Provided data ▸
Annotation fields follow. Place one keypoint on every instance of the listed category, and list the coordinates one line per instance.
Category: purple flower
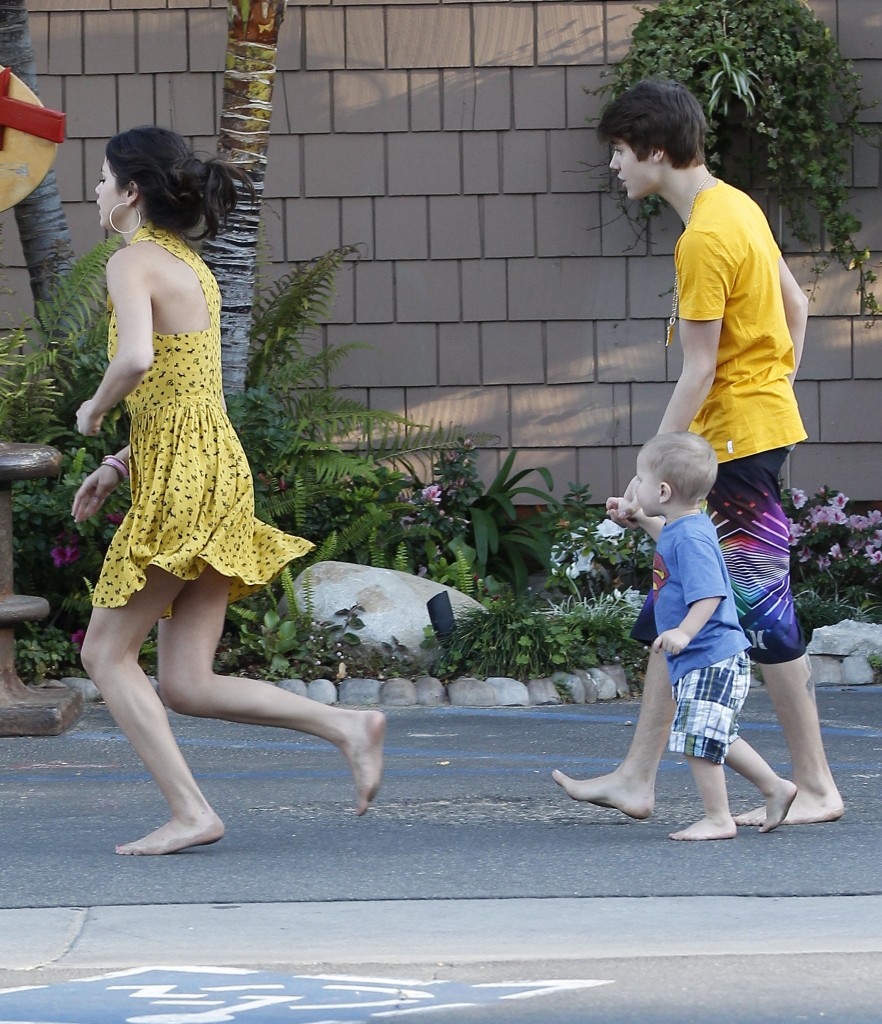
(432, 494)
(67, 552)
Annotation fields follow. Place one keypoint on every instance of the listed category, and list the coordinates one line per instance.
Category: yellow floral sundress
(193, 495)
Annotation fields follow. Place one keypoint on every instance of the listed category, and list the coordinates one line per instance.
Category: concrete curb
(439, 931)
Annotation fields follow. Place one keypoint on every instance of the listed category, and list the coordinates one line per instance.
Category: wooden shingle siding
(498, 283)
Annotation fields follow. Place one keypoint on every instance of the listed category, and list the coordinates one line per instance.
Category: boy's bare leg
(717, 822)
(780, 793)
(793, 696)
(631, 787)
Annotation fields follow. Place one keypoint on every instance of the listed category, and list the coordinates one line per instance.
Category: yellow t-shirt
(727, 269)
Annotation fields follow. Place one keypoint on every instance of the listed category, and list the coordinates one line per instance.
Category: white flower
(609, 530)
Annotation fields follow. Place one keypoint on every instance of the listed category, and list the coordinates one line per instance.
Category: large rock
(394, 603)
(847, 637)
(840, 653)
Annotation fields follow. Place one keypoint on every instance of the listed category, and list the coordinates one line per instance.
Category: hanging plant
(770, 70)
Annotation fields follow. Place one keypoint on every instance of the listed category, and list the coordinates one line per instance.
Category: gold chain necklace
(675, 304)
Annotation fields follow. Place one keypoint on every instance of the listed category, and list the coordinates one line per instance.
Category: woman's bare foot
(805, 810)
(778, 805)
(175, 836)
(363, 748)
(607, 791)
(707, 829)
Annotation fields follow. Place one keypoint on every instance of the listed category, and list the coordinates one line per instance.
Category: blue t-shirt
(688, 566)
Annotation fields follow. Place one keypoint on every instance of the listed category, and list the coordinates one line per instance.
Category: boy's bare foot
(607, 791)
(364, 750)
(778, 805)
(175, 836)
(707, 829)
(805, 810)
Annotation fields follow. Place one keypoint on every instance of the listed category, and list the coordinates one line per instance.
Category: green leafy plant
(591, 555)
(522, 639)
(769, 73)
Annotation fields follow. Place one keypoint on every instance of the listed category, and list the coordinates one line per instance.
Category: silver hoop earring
(119, 230)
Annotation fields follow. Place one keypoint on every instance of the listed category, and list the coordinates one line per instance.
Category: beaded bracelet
(118, 465)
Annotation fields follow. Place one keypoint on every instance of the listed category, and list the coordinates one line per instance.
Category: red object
(38, 121)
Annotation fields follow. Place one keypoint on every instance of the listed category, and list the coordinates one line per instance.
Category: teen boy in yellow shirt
(742, 323)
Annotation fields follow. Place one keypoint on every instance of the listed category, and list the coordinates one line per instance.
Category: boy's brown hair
(658, 115)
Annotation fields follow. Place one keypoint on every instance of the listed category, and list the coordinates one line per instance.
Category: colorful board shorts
(754, 536)
(709, 700)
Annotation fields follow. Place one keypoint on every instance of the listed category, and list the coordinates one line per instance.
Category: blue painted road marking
(219, 995)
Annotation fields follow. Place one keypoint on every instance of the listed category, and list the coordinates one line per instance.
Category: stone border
(581, 686)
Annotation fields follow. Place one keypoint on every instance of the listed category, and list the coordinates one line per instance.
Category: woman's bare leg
(793, 696)
(111, 657)
(631, 787)
(187, 643)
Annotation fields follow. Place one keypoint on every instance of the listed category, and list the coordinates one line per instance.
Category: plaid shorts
(709, 700)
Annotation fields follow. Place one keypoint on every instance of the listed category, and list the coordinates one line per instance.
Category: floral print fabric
(193, 497)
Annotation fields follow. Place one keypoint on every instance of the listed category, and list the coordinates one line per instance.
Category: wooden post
(26, 711)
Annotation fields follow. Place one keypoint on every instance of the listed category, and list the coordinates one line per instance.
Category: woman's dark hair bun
(179, 190)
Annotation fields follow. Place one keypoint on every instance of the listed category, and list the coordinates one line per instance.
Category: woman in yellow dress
(190, 543)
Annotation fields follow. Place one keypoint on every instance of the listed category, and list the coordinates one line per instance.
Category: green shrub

What is expected ▸ Repeat each record exactly as shown above, dropping all images.

Reply to the task ▸
Annotation fields follow. Place one keypoint on every instance of the listed category, and list the coordinates one line per instance.
Category: purple flower
(432, 494)
(67, 552)
Annotation fields follow. Place one keypoint on every instance of the listed category, and list the coordinates one line per instance.
Category: yellow floral sundress
(193, 495)
Annotation fields follow. Place one keypoint on every instance of the listed category, and list the coordinates one line per instance.
Category: concrete curb
(439, 931)
Annotation fields follow. Place one keypoint on every instance of the listed category, and list the coordinates one line per instance.
Category: wooden shingle siding
(498, 283)
Annotation fields follow. Place one keypoint on every instance of the listed category, and list the coordinates one line per instance.
Category: boy's bare leg
(717, 822)
(780, 793)
(793, 696)
(631, 787)
Annotation fields follow. Place one keypoint on every instance of the listed category, and list the coordinates one line per instance.
Category: yellow t-shirt
(727, 269)
Annotation fields follow. Place one keypoint on every instance of the listed category, and list the coordinates one line per instance.
Category: white flower
(609, 530)
Annotation fields follow. Place one keypoint on every instance of the listed category, and list the coordinates one line per instance.
Category: large rock
(394, 603)
(847, 637)
(840, 653)
Annotation fields follow. Place one keypoint on every instance of the listed category, and list the coordinates one line per instance.
Category: hanging plant
(770, 70)
Annotation fields follow. Place one keypoint on every instance of the listed category, and list the coordinates one line per instance.
Category: gold chain necklace
(675, 304)
Annotation fields follow. Place one keypoint on every instance of the listed category, and list the coordinates one line per instance.
Category: woman's bare foot
(805, 810)
(778, 805)
(175, 836)
(363, 748)
(607, 791)
(707, 829)
Annotation fields follow. Place one keypoint on every instance of the listed category, and list the coordinates one line per instance.
Category: blue t-shirt
(688, 566)
Annotation fields follow. Place one keypoint on every instance of the listed category, and list the coordinates one line per instance.
Category: boy's bare foot
(607, 791)
(364, 750)
(778, 805)
(175, 836)
(707, 829)
(805, 810)
Annotation fields follow. Place one keypoint on every instance of the listed category, and list the coordinates one line per instance.
Category: green leafy plant
(591, 555)
(522, 639)
(769, 73)
Annotation fields follow. Place one keypoint on every instance of the listed category, and list the coordinates one line per instance.
Category: silver hoop earring
(119, 230)
Annotation fields follow. Place one keypoint on every instance of the listed category, and list the coordinates one line per instance.
Category: beaded bracelet
(118, 465)
Annotation fields follow. Place one keypoint on every instance of the listed category, and list the coordinates one line per instance.
Category: red object
(38, 121)
Annotation fields follow. Place one keypoint on every instance of the listed category, and list the coordinates one line per instance.
Category: teen boy in yellow shirt
(742, 323)
Annotation fields follow. Place one keypoint on every instance of the listed category, and list the coordinates one line per instance.
Category: boy's brown hair
(658, 115)
Annotation fields follow. Place one keypoint on every instance of the listed category, and list the coordinates one line per instance.
Category: colorful board shorts
(754, 536)
(709, 700)
Annotation fields follow. Place one keypoint on every instance of the listed category, and list the coordinates one line per instance.
Category: blue painted road marking
(219, 995)
Annotation fields follow. Place one keypoint on every instance of the listed category, and list the coordinates one line per instance.
Category: stone border
(581, 686)
Annotation fields follow. Place one keypoint on every instance of the listed category, and list the coordinates one line per instance.
Category: woman's bare leg
(793, 696)
(111, 657)
(631, 787)
(187, 643)
Annotation fields follow. Place one keypoint on every instance of the listed category, and list the coordinates one line per instance.
Category: plaid shorts
(709, 700)
Annotation fields follow. Place one keypoint on every instance of the listed category, and list the coordinates one line per instance.
Category: floral print fabric
(193, 497)
Annotation fields follow. Place one keypoint on every instance of the listed category, and list the coordinates one line per instance.
Category: wooden post
(26, 711)
Annotation fields follow. Place one keypoint on every instance of the listed category, and list the coordinates one line per instance.
Category: woman's dark hair bun
(179, 190)
Annotation fields follow. Place one keypoint on every instance of the listed category, and list the coordinates one line per instance.
Category: woman in yellow dress
(190, 543)
Annotation fields follow. Place one keypoint on every instance of the listed category, and list the coordinates one line per instance.
Category: green shrub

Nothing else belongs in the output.